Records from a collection
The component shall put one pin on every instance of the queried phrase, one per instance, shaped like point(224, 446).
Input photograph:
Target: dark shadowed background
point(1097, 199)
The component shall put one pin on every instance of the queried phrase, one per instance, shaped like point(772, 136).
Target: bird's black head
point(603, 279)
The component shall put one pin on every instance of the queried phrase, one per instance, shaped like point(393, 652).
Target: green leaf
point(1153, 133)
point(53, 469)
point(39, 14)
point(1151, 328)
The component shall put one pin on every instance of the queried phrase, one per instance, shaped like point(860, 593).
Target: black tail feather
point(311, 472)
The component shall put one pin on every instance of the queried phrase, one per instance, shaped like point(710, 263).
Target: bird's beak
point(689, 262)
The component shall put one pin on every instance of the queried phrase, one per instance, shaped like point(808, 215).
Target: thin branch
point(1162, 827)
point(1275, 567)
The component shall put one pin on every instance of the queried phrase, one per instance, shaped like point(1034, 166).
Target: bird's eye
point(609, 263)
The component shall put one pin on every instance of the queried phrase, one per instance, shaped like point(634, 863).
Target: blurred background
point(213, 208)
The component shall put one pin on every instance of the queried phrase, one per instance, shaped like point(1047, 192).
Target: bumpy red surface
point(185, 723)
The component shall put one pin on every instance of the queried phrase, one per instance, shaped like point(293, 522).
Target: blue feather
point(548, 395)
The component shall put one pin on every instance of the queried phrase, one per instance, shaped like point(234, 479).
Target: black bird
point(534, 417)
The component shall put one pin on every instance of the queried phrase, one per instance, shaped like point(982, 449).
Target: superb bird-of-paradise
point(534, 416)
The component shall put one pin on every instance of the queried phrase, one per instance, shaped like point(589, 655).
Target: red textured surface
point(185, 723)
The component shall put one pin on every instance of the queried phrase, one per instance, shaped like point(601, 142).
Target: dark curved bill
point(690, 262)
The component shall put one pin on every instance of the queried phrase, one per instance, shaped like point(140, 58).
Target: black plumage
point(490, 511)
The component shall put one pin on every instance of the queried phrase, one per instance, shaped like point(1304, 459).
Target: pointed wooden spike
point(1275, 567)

Requirements —
Copy out the entries above with every "queried phrase" swapped for "requested phrase", keeping everything else the same.

Task response —
The component shall put one pin on every instance of the requested phrase, one per instance, shaped like point(224, 446).
Input photograph:
Target: dark shadowed background
point(1097, 199)
The component shall put one pin on every instance of the requested phrase, one per instance, shaped like point(772, 136).
Target: bird's black head
point(603, 279)
The component shall put one pin on every instance of the requested phrase, one per instance, shaped like point(393, 652).
Target: green leaf
point(1153, 133)
point(53, 469)
point(39, 14)
point(1151, 328)
The component shall put one pin on every instance of the requested phrase, one per instance, shaped like point(860, 593).
Target: black tail feather
point(311, 472)
The component shall put one pin on every instance of the requested phrase, one per instance, shaped like point(710, 263).
Target: bird's beak
point(689, 262)
The component shall put one pin on every instance of the requested phrase, one per instance, shaped like point(808, 215).
Target: thin branch
point(1162, 827)
point(1275, 567)
The component shall put one pin on every instance of the requested phrase, one per instance, shaped like point(1034, 166).
Target: bird's eye
point(609, 263)
The component shall put one pin on every instance of the requested phrase, one per instance, shaped like point(634, 863).
Target: blurred background
point(213, 208)
The component shall put one pin on every instance of the requested phrase, one per instance, shaped like point(1047, 192).
Target: bumpy red surface
point(185, 723)
The component shall put one pin on every instance of the requested phrase, one per instance, shaped like point(293, 522).
Target: blue feather
point(548, 395)
The component shall put one pin on every instance of the requested phrase, one per instance, shaped like point(234, 479).
Target: black bird
point(534, 417)
The component shall put one pin on every instance of the requested phrase, one per instance, shaped like point(982, 449).
Target: superb bird-of-paradise
point(534, 416)
The component shall put one pin on every instance of the requested phrase, one per instance, shaped like point(589, 655).
Target: red textured surface
point(185, 723)
The component shall put one pin on every instance of the requested phrase, one per instance, shaped like point(601, 142).
Target: dark curved bill
point(690, 262)
The component shall put one pin on every instance of the requested phrase, one per instance, shaped like point(140, 58).
Target: black plumage
point(490, 511)
The component shall put one pin on every instance of the requested phrase, one per instance, shaped like point(1304, 459).
Target: pointed wooden spike
point(1275, 567)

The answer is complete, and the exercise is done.